• _Task description_
Count the lines holding the string "pair" in the records, and give only the count.

Records excerpted from a collection
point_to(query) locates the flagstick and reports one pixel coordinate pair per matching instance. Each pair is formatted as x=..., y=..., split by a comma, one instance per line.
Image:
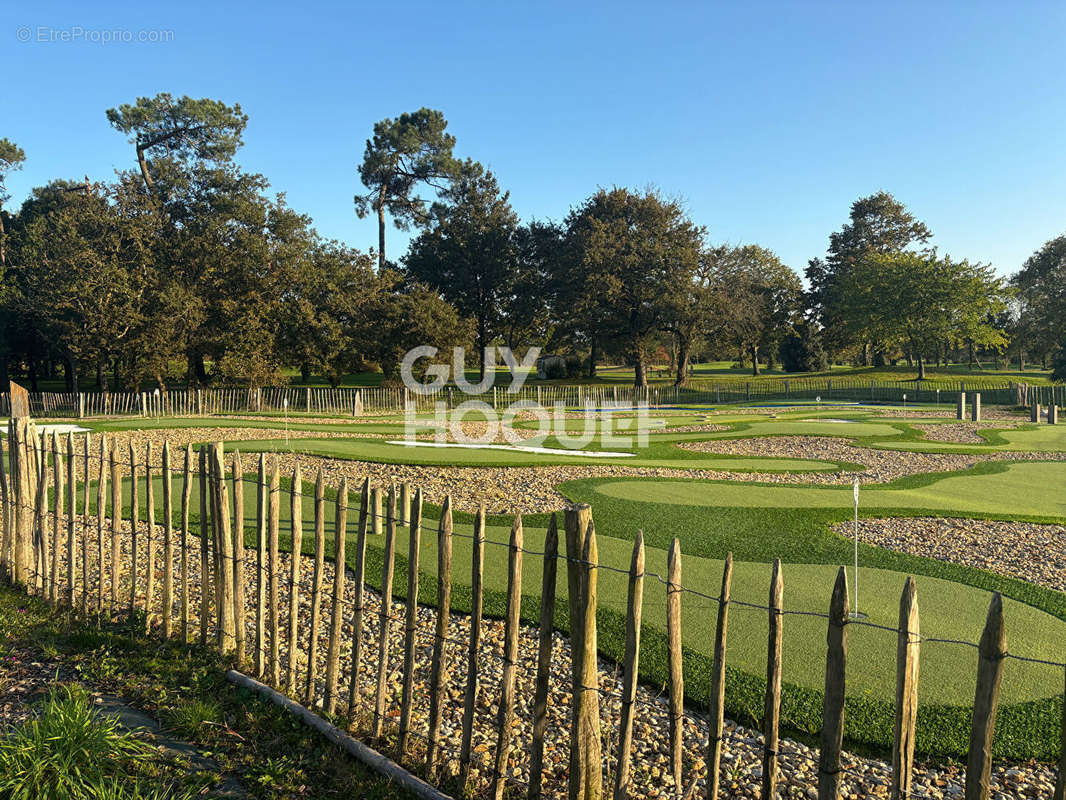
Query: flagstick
x=856, y=492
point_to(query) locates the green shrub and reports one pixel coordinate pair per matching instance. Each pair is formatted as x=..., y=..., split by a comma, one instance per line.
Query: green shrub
x=69, y=752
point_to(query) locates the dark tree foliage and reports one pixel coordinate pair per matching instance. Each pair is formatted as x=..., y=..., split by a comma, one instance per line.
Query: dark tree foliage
x=802, y=351
x=405, y=154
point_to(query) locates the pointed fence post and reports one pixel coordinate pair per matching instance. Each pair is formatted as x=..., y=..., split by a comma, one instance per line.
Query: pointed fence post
x=906, y=693
x=388, y=563
x=205, y=540
x=470, y=693
x=333, y=653
x=296, y=528
x=149, y=491
x=833, y=714
x=506, y=716
x=273, y=525
x=167, y=543
x=719, y=684
x=239, y=592
x=410, y=620
x=674, y=661
x=991, y=652
x=320, y=561
x=73, y=546
x=772, y=704
x=187, y=493
x=438, y=668
x=261, y=497
x=358, y=579
x=116, y=528
x=634, y=606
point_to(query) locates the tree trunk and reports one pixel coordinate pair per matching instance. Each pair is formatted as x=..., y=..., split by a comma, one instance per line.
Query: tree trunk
x=683, y=355
x=143, y=163
x=640, y=372
x=3, y=240
x=482, y=344
x=381, y=230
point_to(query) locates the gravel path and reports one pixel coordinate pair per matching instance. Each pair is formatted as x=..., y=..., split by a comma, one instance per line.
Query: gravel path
x=1027, y=550
x=742, y=750
x=960, y=432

• _Output for this exercise_
6